* PAGE EXCERPT *
..........
Figure 1 presents the cumulative site emissions and includes a breakdown by the major categories of “wellheads”, “water tank”, “EGPUs”, and “other”, where other includes emissions from stacks (where applicable), quantified leaks above the threshold, and any controller vents or other sources that were also above the threshold. Error bars represent the ±10% measurement uncertainty. Audits 1 and 2 do not include EGPU exhaust stack emissions even though they were active; however, if the emissions were within the range seen during audits 3 and 4, their impact would be less than 1%. The EGPU burners were not active in audits 5 and 6. The total for audit 3 includes exhaust stack emissions, which were measured from the only active EGPU. Audit 4’s total includes twice the measured value, since both EGPUs were in active. Figure 1 also includes a line for the arithmetic mean of the emissions from our six audits and the arithmetic mean of well site emissions rates presented by Rella et al.25 It was noted that the well sites of the Rella et al. study were in the Barnett region, which may have different operating characteristics and older infrastructure. The figure shows that cumulative emissions varied significantly, ranging from 86.2 ± 8.62 to 4102 ± 410 g/h. The mean emissions measured were 1371 ± 137 g/h (n = 6), which were lower than the arithmetic mean of Rella et al.25 −1740 g/h (n = 117).

Figure 1.

Figure 1

Combined audit results with the mean presented for comparison with data from Rella et al. (n = 117).

We examined wellhead emissions rates for each well over all audits. Table S4 includes the total natural gas and water production per well, which indicated if the well was active as well as its relative production for the site. On the basis of the analysis of the data, there were no clear trends between wellhead emissions and activity or production rate. The background-corrected emissions ranged from below the detection limit (<∼0.1 g/h) to 134 ± 13.4 g/h. The mean emissions rate was 6.19 ± 0.6 g/h with a median and standard deviation of 0.24 and 27.2 g/h, respectively (n = 24).

Table 2 presents the total measured site emissions, total natural gas (whole gas) production, and relative loss rates for both methane and whole gas. Gas analyses are presented in the Supporting Information and were 97.3% methane by volume or 94.8% by mass, thus, methane mass flow rates were divided by 0.948 to obtain whole gas emissions rates. Using the audit data with corresponding natural gas production for those days, the production-normalized methane emissions ranged from 0.002 to 0.088% of the production with a mean of 0.030%. The mean whole gas loss rate was 0.032%. The last row presents an alternative approach of using an average emissions rate of 1371 g/h for the total duration of 655 days and the total natural gas production of 3602 MMSCF.

Table 2. Methane Emissions, Production, and Relative Losses.

  CH4 emissions (g/h) whole gas emissions (g/h) whole gas production (g/h) relative loss CH4 (%) relative loss whole gas (%)
audit 1 669 706 5.74 × 106 0.012 0.012
audit 2 4102 4329 4.64 × 106 0.088 0.093
audit 3 86 91 2.51 × 106 0.003 0.004
audit 4 1768 1866 7.79 × 106 0.023 0.024
audit 5 1496 1579 2.37 × 106 0.063 0.067
audit 6 106 112 4.50 × 106 0.002 0.002
mean 1371 1447 4.59 × 106 0.030 0.032
yearlya 21 552 22 744 6.88 × 107 0.031 0.033
a

Per year.
..........
* GIVEN DATA *
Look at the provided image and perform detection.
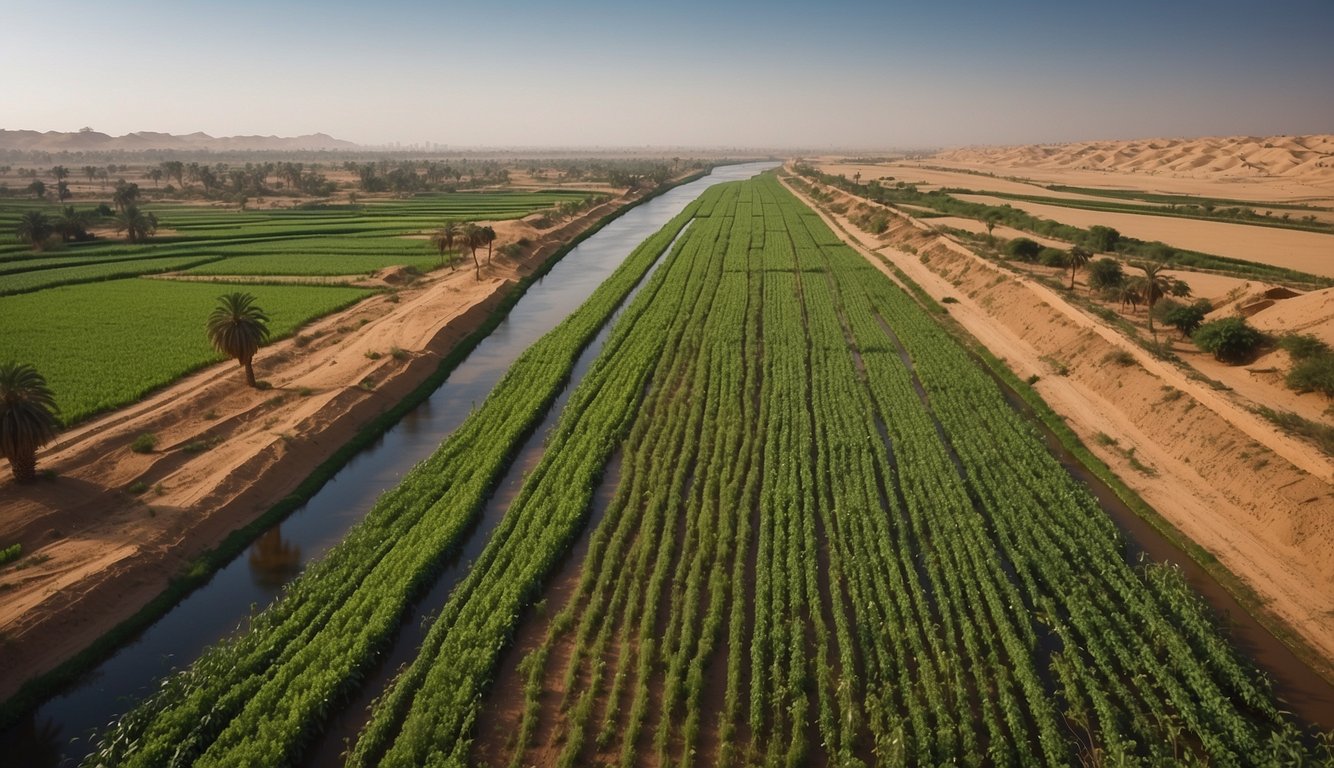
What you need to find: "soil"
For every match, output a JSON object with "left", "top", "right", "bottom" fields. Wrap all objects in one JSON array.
..........
* STATED EXERCISE *
Carry the well site methane emissions excerpt forward, picking up right after its final line. The listing has nothing to do with the well site methane emissions excerpt.

* EXERCISE OUTPUT *
3.2. Comparisons with Site Emissions Measurements

Many operators participate in leak detection and repair programs. The current trend is to conduct annual audits with optical gas imaging technologies. However, these methods do not present data on total mass emissions rates. In addition, GHG reporting programs often use out-of-date emissions factors and include little information about site activity. Though our quantification method required direct component-level access at sites, they showed that mass emissions from a single site at the component level vary temporally. The goal of some studies was to examine larger populations of sites using direct or indirect quantification methods. Other study quantification methods included direct quantification with the Hi-Flow Sampler, downwind flux, and downwind tracer ratio methods. A recent study of co-measured sites has shown that downwind flux measurements using methods such as OTM33A may be less accurate than onsite estimates or tracer methods.26 We compare our data with campaigns from across the country to assess if our measurements aligned with emissions rates presented in the literature. We note that the natural gas composition, operating procedures, and equipment may vary from different regions, and these variables could contribute to different emissions profiles. Table S5 includes tabular data for comparison.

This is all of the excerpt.